» **SCHRIFTLICHE ANFRAGE A**:
Beantworte zum Text über den Halbleiter-Metall-Kontakt diese Fragen:
(i) Welcher Größe entspricht laut Text die Fermienergie des Metalls?
(ii) Welche Beziehung zwischen den Austrittsarbeiten gilt beim n-Typ-Halbleiter, wenn die Fermienergie des Metalls im Banddiagramm niedriger liegt?
(iii) Welchen Wert hat die Vakuumenergie per Definition?

» **TEXT**:
────────────────

6.3 Halbleiter-Metall Kontakt

6.3.1 Bandstruktur des Halbleiter-Metall Kontakts

Konstruktion der Banddiagramme

Die Eigenschaften des Halbleiter-Metall Kontakts definieren sich, wie wir inzwischen gelernt haben, weitgehend aus dem Banddiagramm.
Die Konstruktion des Banddiagramms ist jetzt relativ problemlos - wir verwenden unser altes Rezept. Einige zusätzlich notwendige Spezialitäten diskutieren wir sobald sie auftauchen.
Wir brauchen die Fermienergie des jeweiligen Metalls. Das ist aber nichts anderes als die Austrittsarbeit W; wir gehen davon aus, daß sie bekannt ist.
Wir müssen uns allerdings für eine der vier möglichen Varianten entscheiden:
Halbleiter (HL) Fermienergie Metall
relativ zum HL im Banddiagramm
Austrittsarbeit W
n-Typ Höher WHL < WMe
Niedriger WHL > WMe
p-Typ Höher WHL < WMe
Niedriger WHL > WMe
Die Spalte mit den Austrittsarbeiten erinnert auch daran, daß eine Fermienergie, die im Banddiagramm "höher" liegt, eine kleinere Austrittsarbeit hat, da die absolute Energieskala mit Nullpunkt "im Unendlichen" von oben nach unten läuft.
Warum diese Fallunterscheidungen sinnvoll sind, werden wir sehen, sobald wir die Konstruktion versuchen.
Das Banddiagramm des Halbleiters kennen wir, das Banddiagramm eines Metalls eigentlich nicht. Uneigentlich aber schon - es ist einfach ein bis zur Fermikante gefülltes Kontinuum.
Wir behandeln mal die beiden Fälle zum n-Typ Halbleiter parallel, exakt so wie wir es beim pn-Übergang gemacht haben. Wir müssen aber einen Punkt "0" vorschalten: Die Ausgangssituation hat sich geändert!
Wir haben jetzt einen "Hetero"kontakt (im Gegensatz zu dem bisher behandelten Si - Si "Homo"kontakt.
Es gibt also nicht mehr auf beiden Seiten eine im Material immanent vorhandene Referenzenergie, z.B. die Valenz- oder Leitungsbandkante, die wir als Nullpunkt oder auch nur als gemeinsamer Referenzpunkt der Energieskala auf beiden Seiten benutzen können.
Wir müssen jetzt eine gemeinsame Referenzenergie, einen Energienullpunkt zusätzlich einführen. Das ist die Vakuumenergie, d.h. die Energie die ein aus dem Material entferntes Elektron im "Unendlichen" haben wird; sie ist per definitionem = 0.

────────────────

Einträge zur Regionenbeschriftung
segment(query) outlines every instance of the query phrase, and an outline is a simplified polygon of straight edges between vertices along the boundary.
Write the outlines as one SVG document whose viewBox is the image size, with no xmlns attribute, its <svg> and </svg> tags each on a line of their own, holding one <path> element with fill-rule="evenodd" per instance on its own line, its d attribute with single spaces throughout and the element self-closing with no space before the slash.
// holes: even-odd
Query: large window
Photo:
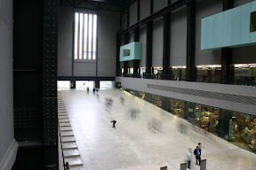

────────────────

» **SCHRIFTLICHE ANFRAGE B**:
Übertrage die Zeilen der Einträge oben in eine nummerierte Liste und lass dabei Leerzeilen aus. Die Bilder gehören nicht in die Antwort.

» **VOLLSTÄNDIGE AUSGABE A**:
(i) Der Austrittsarbeit W.
(ii) WHL > WMe.
(iii) Sie ist gleich 0.

» **VOLLSTÄNDIGE AUSGABE B**:
1. segment(query) outlines every instance of the query phrase, and an outline is a simplified polygon of straight edges between vertices along the boundary.
2. Write the outlines as one SVG document whose viewBox is the image size, with no xmlns attribute, its <svg> and </svg> tags each on a line of their own, holding one <path> element with fill-rule="evenodd" per instance on its own line, its d attribute with single spaces throughout and the element self-closing with no space before the slash.
3. // holes: even-odd
4. Query: large window
5. Photo:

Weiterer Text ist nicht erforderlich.